Exclude images, then output the remaining data verbatim.

Records shown:
-------
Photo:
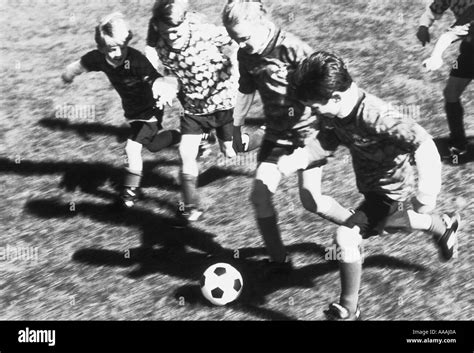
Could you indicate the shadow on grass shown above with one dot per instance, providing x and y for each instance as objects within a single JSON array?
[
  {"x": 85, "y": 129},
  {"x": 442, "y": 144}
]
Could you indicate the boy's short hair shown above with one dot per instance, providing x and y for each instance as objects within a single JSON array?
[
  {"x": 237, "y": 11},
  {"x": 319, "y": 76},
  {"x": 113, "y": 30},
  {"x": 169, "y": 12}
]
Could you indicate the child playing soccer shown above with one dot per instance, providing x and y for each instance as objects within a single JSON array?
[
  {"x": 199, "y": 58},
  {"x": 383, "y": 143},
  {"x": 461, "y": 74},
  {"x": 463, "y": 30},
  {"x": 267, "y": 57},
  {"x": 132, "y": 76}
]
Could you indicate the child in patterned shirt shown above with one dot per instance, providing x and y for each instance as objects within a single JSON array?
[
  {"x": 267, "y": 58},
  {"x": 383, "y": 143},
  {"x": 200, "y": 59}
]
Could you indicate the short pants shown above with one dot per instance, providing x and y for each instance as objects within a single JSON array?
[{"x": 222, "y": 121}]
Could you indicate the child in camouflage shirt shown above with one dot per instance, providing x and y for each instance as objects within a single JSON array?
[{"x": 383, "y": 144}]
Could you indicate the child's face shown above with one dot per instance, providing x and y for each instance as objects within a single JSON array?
-------
In response:
Photo:
Could you indicate the shadow on grass shown above with one dot per instance, providing x and y for each instance as objects within a single JSON array?
[
  {"x": 85, "y": 129},
  {"x": 442, "y": 144}
]
Could you indicate the boy's short hair shown above with one dot per instance, providing x and y for each instance as objects within a single JSON array?
[
  {"x": 237, "y": 11},
  {"x": 319, "y": 76},
  {"x": 113, "y": 30},
  {"x": 169, "y": 12}
]
Could you indicate the child playing soccer shown above with one dot per instance, providing x and y for each instance as objects within a single JSON array?
[
  {"x": 199, "y": 58},
  {"x": 383, "y": 143},
  {"x": 461, "y": 74},
  {"x": 463, "y": 30},
  {"x": 267, "y": 57},
  {"x": 132, "y": 76}
]
Could you indicate the child in patterned shirt shown above with one dot per instance, providing x and y for each instance as objects within a single JSON array?
[
  {"x": 267, "y": 58},
  {"x": 383, "y": 143},
  {"x": 200, "y": 59}
]
Could you indicate the short pants shown above with one dot per instance, providing x and y for each instance as objects within a single JSON array?
[{"x": 222, "y": 121}]
Could you indicate the child in camouflage shirt shown above with one dot per instance, providing x and y for each instance as objects within a single JSON array?
[{"x": 383, "y": 144}]
Could you indicate the child's face shown above with one dot per instance, providing x and y for each instance as objects within a single JSON array?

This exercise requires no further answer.